=== WHAT THIS TASK INVOLVES ===
Your answer should be one number: how many lines below have the word "crowd".
[DATASET Boundary: Start]
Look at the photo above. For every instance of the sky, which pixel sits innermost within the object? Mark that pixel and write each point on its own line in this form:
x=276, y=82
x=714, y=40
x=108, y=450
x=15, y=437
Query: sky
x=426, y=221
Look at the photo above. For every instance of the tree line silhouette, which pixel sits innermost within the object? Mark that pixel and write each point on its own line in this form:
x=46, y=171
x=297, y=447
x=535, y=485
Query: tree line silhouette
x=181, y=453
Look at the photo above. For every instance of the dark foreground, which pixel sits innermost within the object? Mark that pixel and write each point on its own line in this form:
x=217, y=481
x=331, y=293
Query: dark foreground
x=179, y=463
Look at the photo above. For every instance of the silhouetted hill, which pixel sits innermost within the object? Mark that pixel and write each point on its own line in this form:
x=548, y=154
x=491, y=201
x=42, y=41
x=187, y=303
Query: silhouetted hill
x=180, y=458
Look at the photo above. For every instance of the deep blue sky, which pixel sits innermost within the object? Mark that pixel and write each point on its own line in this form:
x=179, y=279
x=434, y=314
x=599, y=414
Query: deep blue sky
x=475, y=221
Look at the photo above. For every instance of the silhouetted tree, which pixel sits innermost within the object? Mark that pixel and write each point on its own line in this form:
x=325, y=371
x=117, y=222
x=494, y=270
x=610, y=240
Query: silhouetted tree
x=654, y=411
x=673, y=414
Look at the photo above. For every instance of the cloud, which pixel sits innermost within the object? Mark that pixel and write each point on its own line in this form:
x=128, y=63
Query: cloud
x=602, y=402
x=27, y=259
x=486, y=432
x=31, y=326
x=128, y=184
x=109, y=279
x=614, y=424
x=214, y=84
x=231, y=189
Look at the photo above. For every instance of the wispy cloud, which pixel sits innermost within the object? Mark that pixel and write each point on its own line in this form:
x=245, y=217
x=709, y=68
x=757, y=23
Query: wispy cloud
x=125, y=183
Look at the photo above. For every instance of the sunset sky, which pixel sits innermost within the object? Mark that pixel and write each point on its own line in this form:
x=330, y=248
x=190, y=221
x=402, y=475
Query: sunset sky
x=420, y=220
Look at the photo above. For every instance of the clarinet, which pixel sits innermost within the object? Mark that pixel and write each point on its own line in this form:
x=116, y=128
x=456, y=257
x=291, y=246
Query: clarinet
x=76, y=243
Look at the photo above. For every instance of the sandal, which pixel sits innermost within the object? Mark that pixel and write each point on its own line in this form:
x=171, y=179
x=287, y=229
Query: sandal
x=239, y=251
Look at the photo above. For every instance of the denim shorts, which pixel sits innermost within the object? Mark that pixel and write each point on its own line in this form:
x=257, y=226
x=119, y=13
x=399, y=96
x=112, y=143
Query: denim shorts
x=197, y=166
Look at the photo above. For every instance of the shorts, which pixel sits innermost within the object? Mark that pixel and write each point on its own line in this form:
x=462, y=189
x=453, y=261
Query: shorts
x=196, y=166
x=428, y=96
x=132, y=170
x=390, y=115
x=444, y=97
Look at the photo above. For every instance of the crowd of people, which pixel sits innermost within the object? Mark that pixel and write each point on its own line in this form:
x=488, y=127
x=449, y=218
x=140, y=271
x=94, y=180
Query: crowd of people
[DATASET Boundary: End]
=== RESPONSE FOR THIS EXERCISE ===
2